Position identification records
__________________________________________________

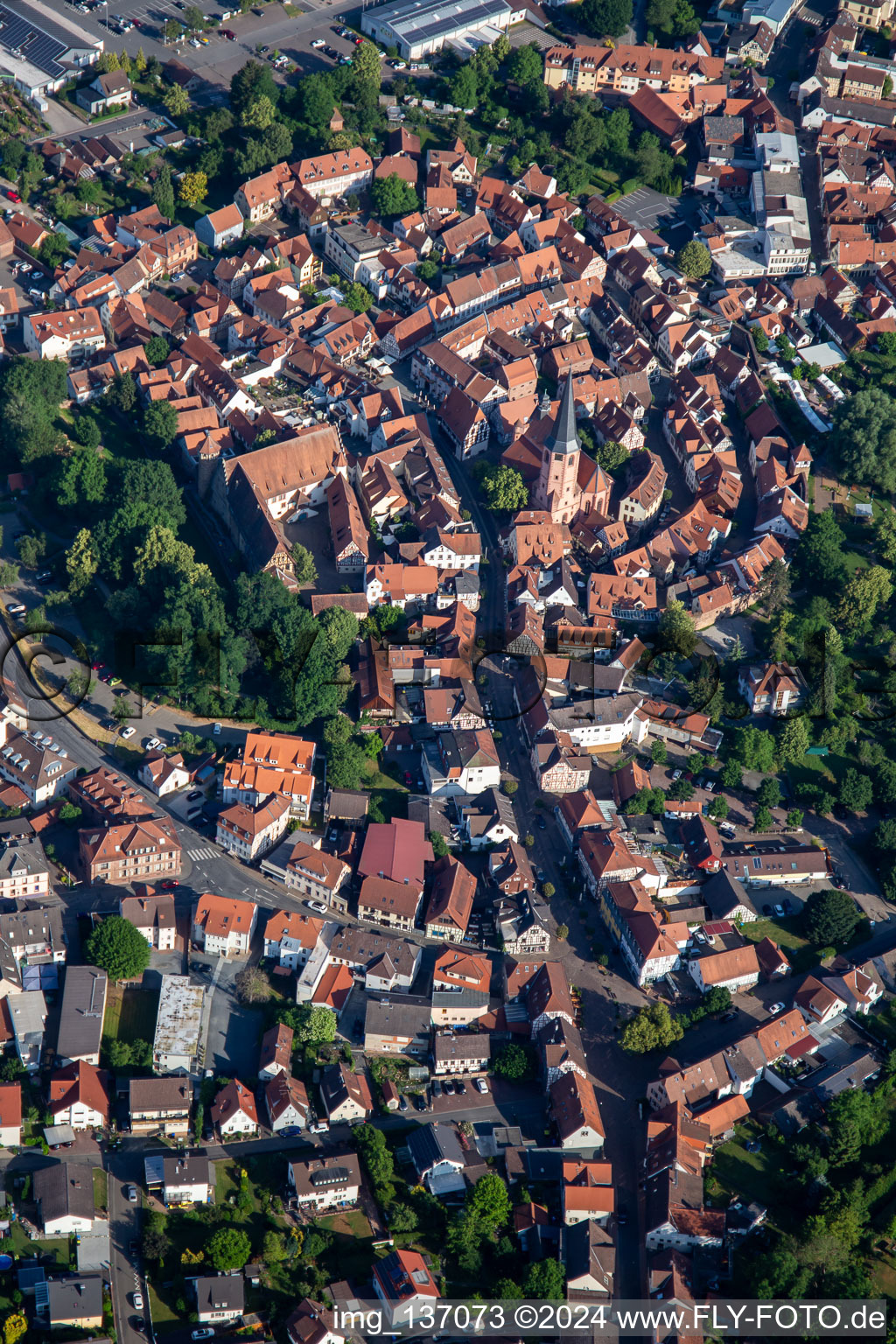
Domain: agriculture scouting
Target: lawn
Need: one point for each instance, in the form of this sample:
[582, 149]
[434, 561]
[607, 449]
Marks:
[130, 1013]
[783, 932]
[352, 1242]
[754, 1176]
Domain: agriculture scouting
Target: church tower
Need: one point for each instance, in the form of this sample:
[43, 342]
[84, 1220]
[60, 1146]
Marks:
[557, 488]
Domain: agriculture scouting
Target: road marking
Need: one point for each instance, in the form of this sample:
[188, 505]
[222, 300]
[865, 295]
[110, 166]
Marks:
[207, 852]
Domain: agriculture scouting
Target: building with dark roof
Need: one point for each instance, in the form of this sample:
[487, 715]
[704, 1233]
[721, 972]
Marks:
[220, 1298]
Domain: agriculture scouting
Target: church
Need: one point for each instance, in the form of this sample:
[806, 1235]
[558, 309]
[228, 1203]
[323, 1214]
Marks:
[570, 484]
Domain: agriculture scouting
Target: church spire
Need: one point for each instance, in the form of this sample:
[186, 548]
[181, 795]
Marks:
[564, 437]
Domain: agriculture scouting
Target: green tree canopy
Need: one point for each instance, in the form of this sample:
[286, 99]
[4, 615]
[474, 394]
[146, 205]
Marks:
[228, 1248]
[394, 197]
[693, 260]
[830, 918]
[118, 949]
[502, 488]
[864, 438]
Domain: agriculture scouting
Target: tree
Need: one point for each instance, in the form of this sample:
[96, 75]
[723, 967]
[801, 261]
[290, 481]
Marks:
[253, 985]
[228, 1248]
[193, 188]
[793, 742]
[514, 1063]
[612, 456]
[160, 424]
[274, 1248]
[315, 1026]
[163, 190]
[606, 18]
[755, 749]
[546, 1280]
[118, 949]
[305, 570]
[774, 586]
[82, 562]
[176, 102]
[718, 999]
[394, 197]
[258, 115]
[693, 260]
[156, 350]
[650, 1028]
[32, 549]
[358, 298]
[864, 594]
[502, 488]
[676, 629]
[856, 792]
[820, 554]
[830, 918]
[864, 438]
[489, 1201]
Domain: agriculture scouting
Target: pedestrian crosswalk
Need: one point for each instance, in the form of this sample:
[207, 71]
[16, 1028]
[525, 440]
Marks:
[205, 852]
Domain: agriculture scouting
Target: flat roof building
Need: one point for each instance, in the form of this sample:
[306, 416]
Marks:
[40, 47]
[419, 27]
[178, 1026]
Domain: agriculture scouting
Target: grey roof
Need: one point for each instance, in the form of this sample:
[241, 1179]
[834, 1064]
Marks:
[83, 1000]
[589, 1249]
[23, 858]
[431, 1144]
[63, 1190]
[564, 437]
[393, 1018]
[187, 1170]
[468, 1045]
[220, 1293]
[74, 1298]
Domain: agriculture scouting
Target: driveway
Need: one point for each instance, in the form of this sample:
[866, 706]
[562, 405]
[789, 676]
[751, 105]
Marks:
[234, 1031]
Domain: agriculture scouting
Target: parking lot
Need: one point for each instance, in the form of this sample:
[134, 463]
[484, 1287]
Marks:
[263, 32]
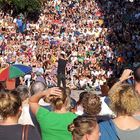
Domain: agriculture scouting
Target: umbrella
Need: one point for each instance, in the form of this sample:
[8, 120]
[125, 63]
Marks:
[14, 71]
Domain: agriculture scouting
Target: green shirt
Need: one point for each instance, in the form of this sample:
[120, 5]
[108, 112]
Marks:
[54, 125]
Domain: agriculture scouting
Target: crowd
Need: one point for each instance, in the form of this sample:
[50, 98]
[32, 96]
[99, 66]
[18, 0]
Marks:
[98, 44]
[83, 45]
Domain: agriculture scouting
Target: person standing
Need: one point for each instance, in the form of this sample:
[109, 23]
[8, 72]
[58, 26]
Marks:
[62, 62]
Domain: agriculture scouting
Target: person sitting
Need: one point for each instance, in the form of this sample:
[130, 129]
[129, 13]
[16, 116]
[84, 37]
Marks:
[85, 128]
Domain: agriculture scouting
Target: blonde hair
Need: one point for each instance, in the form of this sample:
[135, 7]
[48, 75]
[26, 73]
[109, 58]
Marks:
[58, 102]
[9, 105]
[125, 100]
[81, 126]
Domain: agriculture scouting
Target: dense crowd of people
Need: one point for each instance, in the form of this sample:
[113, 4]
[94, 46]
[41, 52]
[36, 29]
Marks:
[97, 44]
[75, 45]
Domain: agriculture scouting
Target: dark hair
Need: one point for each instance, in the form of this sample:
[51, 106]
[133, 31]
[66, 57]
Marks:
[58, 102]
[9, 105]
[37, 87]
[91, 104]
[81, 126]
[137, 73]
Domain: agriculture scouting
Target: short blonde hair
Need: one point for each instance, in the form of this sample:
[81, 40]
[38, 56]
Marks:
[9, 105]
[125, 100]
[81, 126]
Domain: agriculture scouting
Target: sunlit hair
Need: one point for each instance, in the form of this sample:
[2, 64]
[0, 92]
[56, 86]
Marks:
[81, 126]
[9, 105]
[91, 104]
[124, 100]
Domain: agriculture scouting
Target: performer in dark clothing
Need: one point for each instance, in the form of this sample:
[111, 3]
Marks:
[61, 71]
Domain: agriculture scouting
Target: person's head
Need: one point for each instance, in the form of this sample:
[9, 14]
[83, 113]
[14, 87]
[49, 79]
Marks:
[124, 100]
[9, 106]
[23, 92]
[84, 128]
[137, 74]
[59, 102]
[91, 104]
[71, 102]
[81, 97]
[37, 87]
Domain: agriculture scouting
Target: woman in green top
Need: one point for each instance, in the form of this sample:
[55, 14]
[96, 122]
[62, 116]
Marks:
[53, 124]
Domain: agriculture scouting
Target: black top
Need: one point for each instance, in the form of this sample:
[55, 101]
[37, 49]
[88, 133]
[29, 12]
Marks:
[14, 132]
[61, 66]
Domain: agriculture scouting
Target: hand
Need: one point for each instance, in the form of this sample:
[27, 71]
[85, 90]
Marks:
[52, 91]
[126, 75]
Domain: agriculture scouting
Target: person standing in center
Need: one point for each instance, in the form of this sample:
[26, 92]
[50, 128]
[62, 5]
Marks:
[62, 61]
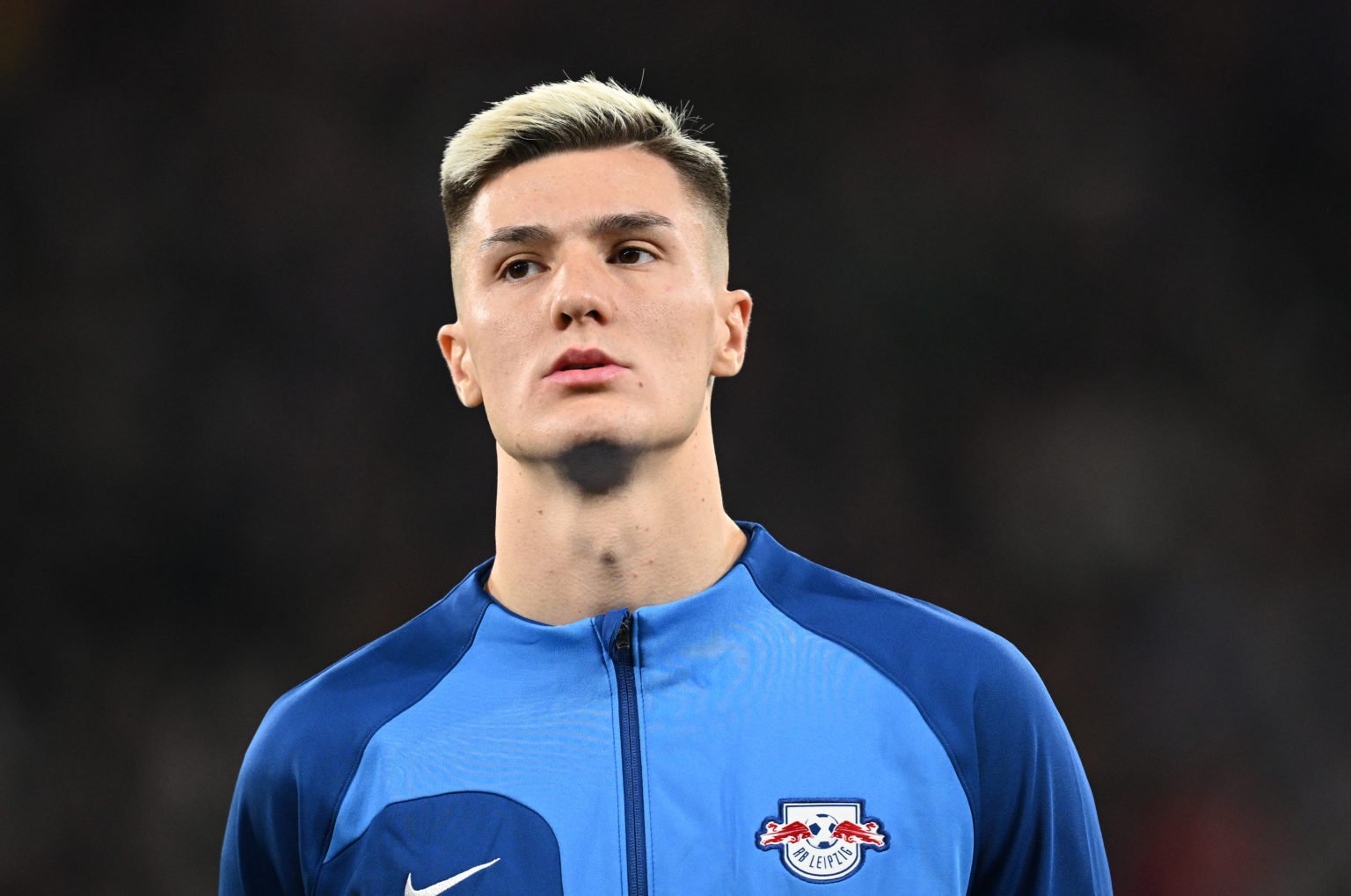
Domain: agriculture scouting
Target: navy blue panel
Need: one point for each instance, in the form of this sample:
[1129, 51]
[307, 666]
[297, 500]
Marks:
[1036, 828]
[427, 841]
[308, 747]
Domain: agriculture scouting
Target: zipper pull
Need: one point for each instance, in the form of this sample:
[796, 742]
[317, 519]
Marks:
[624, 639]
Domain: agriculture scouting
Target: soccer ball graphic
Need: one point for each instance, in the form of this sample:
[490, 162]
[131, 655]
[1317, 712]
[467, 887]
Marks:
[823, 828]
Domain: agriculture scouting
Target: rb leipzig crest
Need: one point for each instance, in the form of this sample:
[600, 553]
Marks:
[822, 841]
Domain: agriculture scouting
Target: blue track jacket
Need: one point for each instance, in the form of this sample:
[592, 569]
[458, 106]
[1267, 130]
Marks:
[788, 730]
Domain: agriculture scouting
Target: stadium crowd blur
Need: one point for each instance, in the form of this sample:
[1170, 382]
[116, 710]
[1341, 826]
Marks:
[1053, 329]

__________________________________________________

Work to be completed -
Could you switch "agriculture scouting" to "field survey" throughout the items above and give the lines back with nothing else altered? Leave the pictures out of your answer.

Task response -
Domain: field survey
Target: lawn
Need: one point for each instance, in the form of this sample:
[582, 149]
[434, 561]
[607, 449]
Marks:
[130, 1013]
[783, 932]
[352, 1242]
[754, 1176]
Domain: field survey
Target: church tower
Need: one point for each instance, in the form of this sample:
[43, 342]
[84, 1220]
[60, 1146]
Marks:
[557, 488]
Domain: field survey
Target: road marking
Need: one point for each instance, in the form of this sample:
[188, 505]
[222, 300]
[865, 295]
[110, 166]
Marks:
[207, 852]
Domain: field survey
Target: building with dark roof
Need: one point for each instance, in the form of this sample:
[487, 715]
[704, 1233]
[721, 972]
Marks:
[220, 1298]
Domain: field survey
Target: church
Need: one point for each instance, in the form of this sample:
[806, 1235]
[558, 309]
[228, 1203]
[323, 1214]
Marks:
[570, 484]
Domain: field survey
Target: church spire
Need: one point for each instance, in the form of this sample:
[186, 548]
[181, 795]
Marks:
[564, 437]
Domain: field survey
Target: green tree canopy
Need: one point for each instance, in the form of this sample:
[286, 99]
[4, 615]
[474, 394]
[146, 205]
Marks:
[228, 1248]
[394, 197]
[693, 260]
[830, 918]
[118, 949]
[502, 488]
[864, 438]
Domain: field survey
Target: tree
Need: one point for each instance, in the form of this sample:
[96, 75]
[723, 967]
[801, 261]
[290, 481]
Marks:
[253, 985]
[228, 1248]
[193, 188]
[793, 742]
[514, 1063]
[612, 456]
[160, 424]
[274, 1248]
[315, 1026]
[163, 190]
[606, 18]
[755, 749]
[546, 1280]
[118, 949]
[305, 570]
[774, 586]
[82, 562]
[176, 102]
[718, 999]
[394, 197]
[258, 115]
[693, 260]
[156, 350]
[650, 1028]
[32, 549]
[358, 298]
[864, 594]
[502, 488]
[676, 629]
[856, 792]
[820, 554]
[830, 918]
[864, 438]
[489, 1201]
Domain: field survey
Target: pedestrian crosswalk
Need: one point for each instance, in the form of this sample:
[207, 71]
[16, 1028]
[525, 440]
Marks:
[205, 852]
Domain: field survey
Target: flat roof building
Need: one point for each instance, in the form of this sample:
[306, 416]
Marks:
[40, 47]
[419, 27]
[178, 1026]
Domain: field survey
Target: grey roof
Need: one point for each instance, in the form of this sample:
[241, 1179]
[834, 1064]
Marks:
[83, 1000]
[589, 1249]
[23, 858]
[431, 1144]
[63, 1190]
[564, 437]
[393, 1018]
[187, 1170]
[468, 1045]
[220, 1293]
[74, 1298]
Domain: field survey
Target: driveway
Need: one point for each instance, in the form of this sample:
[866, 706]
[562, 405]
[789, 676]
[751, 105]
Marks:
[234, 1031]
Domain: field survey
Target: parking lot
Need: one point for each instance, in the form of this sample:
[134, 463]
[484, 1287]
Marks:
[263, 32]
Domain: field survey
Target: umbrella
Need: one point for each instance, in the form of this sample:
[8, 120]
[125, 63]
Marks:
[14, 71]
Domain: field survey
Target: green shirt
Need: one point for each instance, in the form of this sample:
[120, 5]
[108, 112]
Marks:
[54, 125]
Domain: field survey
Target: crowd
Need: one point for each instance, in the form of this sample:
[50, 98]
[32, 96]
[99, 66]
[18, 0]
Marks:
[98, 44]
[83, 45]
Domain: field survey
Target: person standing
Need: one point for each instance, in the form of this sample:
[109, 23]
[8, 72]
[58, 26]
Marks:
[62, 62]
Domain: field survey
Target: person sitting
Need: one point for each instance, in the form of this sample:
[130, 129]
[129, 13]
[16, 116]
[84, 37]
Marks:
[85, 128]
Domain: field survey
Target: blonde hair
Need: one point for each instance, in the form of this sample:
[135, 7]
[48, 75]
[26, 73]
[109, 58]
Marks:
[58, 102]
[9, 105]
[125, 100]
[81, 126]
Domain: field survey
Target: dense crowd of people
Need: one point for each instance, in the form of this sample:
[113, 4]
[94, 46]
[41, 52]
[36, 29]
Marks:
[97, 44]
[75, 45]
Domain: field survey
Target: dark hair
Need: one point for each instance, in the form of this sample:
[51, 106]
[133, 31]
[66, 57]
Marks:
[58, 102]
[9, 105]
[37, 87]
[91, 104]
[81, 126]
[137, 73]
Domain: field survey
Target: short blonde hair
Need: one point for each instance, in the form of this sample:
[81, 40]
[38, 56]
Marks:
[9, 105]
[125, 100]
[81, 126]
Domain: field survey
Target: sunlit hair
Need: one point for each instance, in the form of this sample:
[2, 64]
[0, 92]
[56, 86]
Marks:
[81, 126]
[9, 105]
[91, 104]
[124, 100]
Domain: field survey
Target: performer in dark clothing
Need: one point for each instance, in the form of this sample:
[111, 3]
Marks:
[61, 71]
Domain: field survey
Target: person's head
Need: one point for each instance, in the form of this sample:
[9, 14]
[83, 113]
[14, 87]
[49, 79]
Marks:
[124, 100]
[9, 106]
[23, 92]
[84, 128]
[137, 74]
[59, 102]
[91, 104]
[71, 102]
[81, 97]
[37, 87]
Domain: field survey
Target: woman in green top
Need: one point for each instance, in the form of this sample:
[55, 14]
[96, 122]
[62, 116]
Marks:
[53, 124]
Domain: field survey
Target: black top
Need: one point for each instance, in the form of this sample:
[55, 101]
[37, 49]
[88, 133]
[29, 12]
Marks:
[14, 132]
[61, 66]
Domain: field survey
Target: hand
Need: one point for each instance, in the form of this sample:
[27, 71]
[85, 90]
Marks:
[52, 91]
[126, 75]
Domain: field survey
Target: person standing in center
Need: one point for each instance, in the form of this sample:
[26, 92]
[50, 128]
[62, 5]
Marks:
[62, 61]
Domain: field survey
Target: navy blue panel
Need: one point for each instance, in the form of this sample:
[1129, 51]
[307, 666]
[297, 500]
Marks:
[1036, 828]
[427, 841]
[308, 747]
Domain: field survey
Target: zipper pull
Need: one point for each instance, in the form of this sample:
[796, 742]
[317, 519]
Marks:
[624, 639]
Domain: field survey
Target: soccer ball graphic
Need: one point for each instance, in the form of this sample:
[490, 162]
[131, 655]
[1317, 712]
[467, 887]
Marks:
[823, 828]
Domain: field survey
Target: rb leipzig crest
Need: one point for each instance, in the form of this sample:
[600, 553]
Marks:
[822, 841]
Domain: field survey
Target: blue track jacket
Need: one point for each instance, in the form of this sample:
[592, 569]
[458, 106]
[1267, 130]
Marks:
[788, 730]
Domain: field survey
Target: stadium crowd blur
Need: one point for each instance, in the form of this sample:
[1170, 382]
[116, 710]
[1341, 826]
Marks:
[1053, 329]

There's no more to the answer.